## Data for this exercise
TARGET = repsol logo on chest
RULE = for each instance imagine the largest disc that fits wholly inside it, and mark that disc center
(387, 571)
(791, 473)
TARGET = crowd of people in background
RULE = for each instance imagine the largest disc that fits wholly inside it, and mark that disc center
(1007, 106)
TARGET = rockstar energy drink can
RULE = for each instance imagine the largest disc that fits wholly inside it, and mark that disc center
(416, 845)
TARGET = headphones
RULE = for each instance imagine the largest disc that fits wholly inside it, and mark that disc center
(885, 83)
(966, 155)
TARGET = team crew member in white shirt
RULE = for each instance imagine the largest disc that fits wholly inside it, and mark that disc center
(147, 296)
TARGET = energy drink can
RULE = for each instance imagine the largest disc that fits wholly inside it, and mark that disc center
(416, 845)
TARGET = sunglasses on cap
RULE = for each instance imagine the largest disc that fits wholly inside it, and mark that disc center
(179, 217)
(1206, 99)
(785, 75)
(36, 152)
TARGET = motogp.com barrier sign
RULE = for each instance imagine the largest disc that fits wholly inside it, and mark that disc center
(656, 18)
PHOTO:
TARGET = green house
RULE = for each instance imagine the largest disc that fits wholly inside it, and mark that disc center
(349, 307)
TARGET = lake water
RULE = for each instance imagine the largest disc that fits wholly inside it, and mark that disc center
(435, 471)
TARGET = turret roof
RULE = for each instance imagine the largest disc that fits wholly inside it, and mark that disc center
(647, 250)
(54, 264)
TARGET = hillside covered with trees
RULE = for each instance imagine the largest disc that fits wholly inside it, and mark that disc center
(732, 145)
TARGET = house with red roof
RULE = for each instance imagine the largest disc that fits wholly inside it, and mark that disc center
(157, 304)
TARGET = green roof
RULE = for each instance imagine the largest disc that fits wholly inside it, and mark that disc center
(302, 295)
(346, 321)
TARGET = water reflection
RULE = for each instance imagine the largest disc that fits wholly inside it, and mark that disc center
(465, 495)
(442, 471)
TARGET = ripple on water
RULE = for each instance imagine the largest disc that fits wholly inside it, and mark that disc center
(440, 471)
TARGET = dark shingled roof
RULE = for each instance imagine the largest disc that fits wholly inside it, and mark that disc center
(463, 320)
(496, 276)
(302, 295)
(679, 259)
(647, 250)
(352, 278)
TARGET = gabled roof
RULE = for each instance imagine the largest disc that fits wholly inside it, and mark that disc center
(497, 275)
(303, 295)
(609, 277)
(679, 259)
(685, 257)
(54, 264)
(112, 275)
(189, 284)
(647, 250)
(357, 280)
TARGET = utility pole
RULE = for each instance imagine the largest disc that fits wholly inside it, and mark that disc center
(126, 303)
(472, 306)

## Brief
The response should be a verbatim transcription of the data.

## Task result
TARGET = repsol logo on chest
RULE = for each instance imagine the largest disc that fits wholly inside it, and mark that disc center
(387, 571)
(791, 473)
TARGET = crowd of people in background
RULE = for each instance imagine the largest disc that fits wholly inside it, and mark that disc center
(1007, 106)
TARGET = rockstar energy drink can
RULE = for each instance imagine the largest disc that fits wholly inside it, and mark that disc center
(416, 845)
TARGET = headphones
RULE = for each instance imagine the largest disc that fits wholly inside it, and mark that disc center
(885, 83)
(966, 155)
TARGET = team crew member in white shirt
RULE = for each instance imagine the largest disc that fits wholly inside it, and mark that disc center
(147, 296)
TARGET = energy drink can
RULE = for each instance imagine the largest disc that fits wholly inside it, and mark that disc center
(416, 845)
TARGET = sunglasses on cap
RULE = for each instance imagine the largest disc that fits wholly inside it, and mark that disc center
(179, 217)
(1206, 99)
(785, 75)
(36, 152)
TARGET = motogp.com barrier sign
RULE = for each instance imagine the largest disc that fits wholly inside it, and mark that disc center
(656, 18)
PHOTO:
TARGET = green house
RULE = for each instance imagine the largest disc that fits wholly inside it, and mark that disc center
(349, 307)
TARGET = lake water
RULE = for each instance imagine the largest disc that fits wholly inside it, and mark that disc center
(435, 471)
TARGET = turret roof
RULE = for each instance imagine the largest disc that fits wholly inside it, and mark that disc center
(647, 250)
(54, 264)
TARGET = hillside covered with trees
RULE = for each instance imagine the largest disc that fits wholly inside it, and mark that disc center
(732, 145)
TARGET = house with red roof
RULE = for each instance imagine the largest disc that fits wholly inside it, and mark that disc center
(157, 304)
TARGET = green roof
RULE = for each instance imagine the largest disc that fits wholly inside it, and mark that disc center
(302, 295)
(346, 321)
TARGET = water reflection
RULE = for each instance imagine the largest disc that fits wholly inside it, and mark that disc center
(465, 495)
(442, 471)
TARGET = ripple on water
RULE = for each instance imagine the largest disc that fits wholly inside it, and mark that disc center
(440, 471)
TARGET = dark shingled roof
RULE = for each instance imagine the largest disc that fits wholly inside it, and mark that disc center
(463, 320)
(496, 276)
(302, 295)
(679, 259)
(647, 250)
(352, 278)
TARGET = gabled roof
RULE = for each instance imagine the largest disc that fits wholly inside it, and mark that disc center
(497, 275)
(303, 295)
(609, 277)
(679, 259)
(685, 257)
(54, 264)
(112, 275)
(189, 284)
(647, 250)
(357, 280)
TARGET = utility pole
RULE = for each instance imagine the largest disc that fits wholly inside it, and mark that disc center
(126, 303)
(472, 306)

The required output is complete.